** begin **
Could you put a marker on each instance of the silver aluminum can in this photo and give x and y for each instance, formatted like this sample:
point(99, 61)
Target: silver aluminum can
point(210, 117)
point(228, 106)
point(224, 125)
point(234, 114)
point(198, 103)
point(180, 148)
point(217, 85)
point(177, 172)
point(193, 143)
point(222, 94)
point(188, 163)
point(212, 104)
** end **
* [What the task asks]
Reproduce the rows above, changing every occurrence of "silver aluminum can" to "glass bottle" and leaving everything else as it is.

* [Output for this task]
Could you put a marker on each instance of the glass bottle in this photo and give x and y for each instance, formatted like this sample:
point(99, 61)
Target: glass bottle
point(210, 117)
point(228, 106)
point(224, 125)
point(234, 114)
point(198, 103)
point(180, 148)
point(217, 85)
point(177, 172)
point(193, 143)
point(222, 94)
point(188, 163)
point(212, 104)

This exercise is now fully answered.